START LISTED RECORDS
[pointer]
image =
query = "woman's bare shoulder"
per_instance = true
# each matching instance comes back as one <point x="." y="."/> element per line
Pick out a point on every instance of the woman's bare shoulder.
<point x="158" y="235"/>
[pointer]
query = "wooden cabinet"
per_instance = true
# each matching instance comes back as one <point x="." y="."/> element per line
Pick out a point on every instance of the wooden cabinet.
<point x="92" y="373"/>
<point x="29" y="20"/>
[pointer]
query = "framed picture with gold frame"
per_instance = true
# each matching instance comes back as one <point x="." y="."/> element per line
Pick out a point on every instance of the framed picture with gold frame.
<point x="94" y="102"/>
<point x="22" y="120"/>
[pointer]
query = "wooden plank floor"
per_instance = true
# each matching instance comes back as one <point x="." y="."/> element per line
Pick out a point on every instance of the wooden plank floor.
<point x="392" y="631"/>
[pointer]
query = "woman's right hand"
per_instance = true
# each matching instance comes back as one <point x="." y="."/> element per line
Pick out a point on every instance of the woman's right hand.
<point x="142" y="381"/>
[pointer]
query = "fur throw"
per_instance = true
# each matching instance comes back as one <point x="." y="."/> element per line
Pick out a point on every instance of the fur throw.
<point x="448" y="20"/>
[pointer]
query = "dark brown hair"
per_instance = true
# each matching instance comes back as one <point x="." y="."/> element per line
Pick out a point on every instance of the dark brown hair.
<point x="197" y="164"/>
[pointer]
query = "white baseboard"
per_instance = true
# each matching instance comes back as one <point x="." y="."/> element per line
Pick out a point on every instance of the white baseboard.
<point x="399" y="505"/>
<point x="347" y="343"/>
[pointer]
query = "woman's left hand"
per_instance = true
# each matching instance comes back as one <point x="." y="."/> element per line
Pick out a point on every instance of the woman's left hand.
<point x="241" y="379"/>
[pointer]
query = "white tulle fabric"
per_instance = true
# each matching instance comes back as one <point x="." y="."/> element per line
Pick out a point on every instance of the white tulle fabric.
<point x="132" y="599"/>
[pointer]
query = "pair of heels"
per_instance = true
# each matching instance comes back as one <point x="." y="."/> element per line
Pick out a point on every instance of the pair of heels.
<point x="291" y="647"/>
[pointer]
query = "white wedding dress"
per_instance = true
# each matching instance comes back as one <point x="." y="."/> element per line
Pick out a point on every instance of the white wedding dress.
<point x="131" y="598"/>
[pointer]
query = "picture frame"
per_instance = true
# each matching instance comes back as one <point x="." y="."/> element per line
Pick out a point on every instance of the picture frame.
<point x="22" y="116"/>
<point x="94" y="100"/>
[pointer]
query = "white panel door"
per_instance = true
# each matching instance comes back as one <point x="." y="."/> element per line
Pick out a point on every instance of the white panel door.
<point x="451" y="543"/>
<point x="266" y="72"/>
END LISTED RECORDS
(DIRECTIONS FOR THIS TASK):
When you retype the entries above, keep every line identical to the source.

(REPLY):
[pointer]
image =
query = "woman's bare shoulder"
per_instance = true
# each matching instance comes back as one <point x="." y="."/> element per line
Pick out a point on every instance of the woman's bare shoulder.
<point x="158" y="235"/>
[pointer]
query = "wooden cabinet"
per_instance = true
# each matching instance comes back as one <point x="." y="."/> element per line
Pick out a point on every instance of the wooden cabinet.
<point x="92" y="373"/>
<point x="29" y="20"/>
[pointer]
query = "framed picture with gold frame"
per_instance = true
# each matching instance comes back as one <point x="." y="."/> element per line
Pick out a point on every instance of the framed picture with gold frame.
<point x="94" y="102"/>
<point x="22" y="120"/>
[pointer]
query = "wooden plank floor"
per_instance = true
# each matching instance comes back as one <point x="." y="."/> element per line
Pick out a point on every instance of the wooden plank floor.
<point x="392" y="631"/>
[pointer]
query = "woman's right hand"
per_instance = true
# each matching instance comes back as one <point x="." y="."/> element per line
Pick out a point on every instance of the woman's right hand.
<point x="142" y="381"/>
[pointer]
query = "fur throw"
per_instance = true
# each matching instance comes back as one <point x="." y="."/> element per line
Pick out a point on every instance of the fur throw.
<point x="448" y="20"/>
[pointer]
query = "dark brown hair"
per_instance = true
# each matching instance comes back as one <point x="." y="."/> element per line
Pick out a point on every instance of the dark brown hair.
<point x="197" y="164"/>
[pointer]
query = "white baseboard"
per_instance = true
# each matching instance comes back as one <point x="." y="."/> element per line
Pick out a point on every instance of the white baseboard.
<point x="399" y="505"/>
<point x="347" y="343"/>
[pointer]
query = "woman's left hand"
per_instance = true
# each matching instance comes back as one <point x="." y="."/> element per line
Pick out a point on every instance of the woman's left hand.
<point x="241" y="379"/>
[pointer]
query = "white tulle fabric"
per_instance = true
# each matching instance comes back as one <point x="." y="."/> element per line
Pick out a point on every instance of the white tulle fabric.
<point x="132" y="599"/>
[pointer]
query = "pair of heels"
per_instance = true
# each matching instance comes back as one <point x="." y="."/> element per line
Pick out a point on every instance of the pair of heels.
<point x="291" y="647"/>
[pointer]
query = "white wedding dress"
per_instance = true
# each matching instance comes back as one <point x="." y="."/> element per line
Pick out a point on every instance of the white wedding dress.
<point x="131" y="598"/>
[pointer]
query = "picture frame"
per_instance = true
# each matching instance comes back as one <point x="." y="."/> element per line
Pick out a point on every instance of the picture frame.
<point x="22" y="116"/>
<point x="94" y="100"/>
[pointer]
query = "white panel door"
per_instance = true
# each matching instance comes back as one <point x="." y="."/> element per line
Pick out a point on every instance of the white panel door.
<point x="451" y="543"/>
<point x="266" y="72"/>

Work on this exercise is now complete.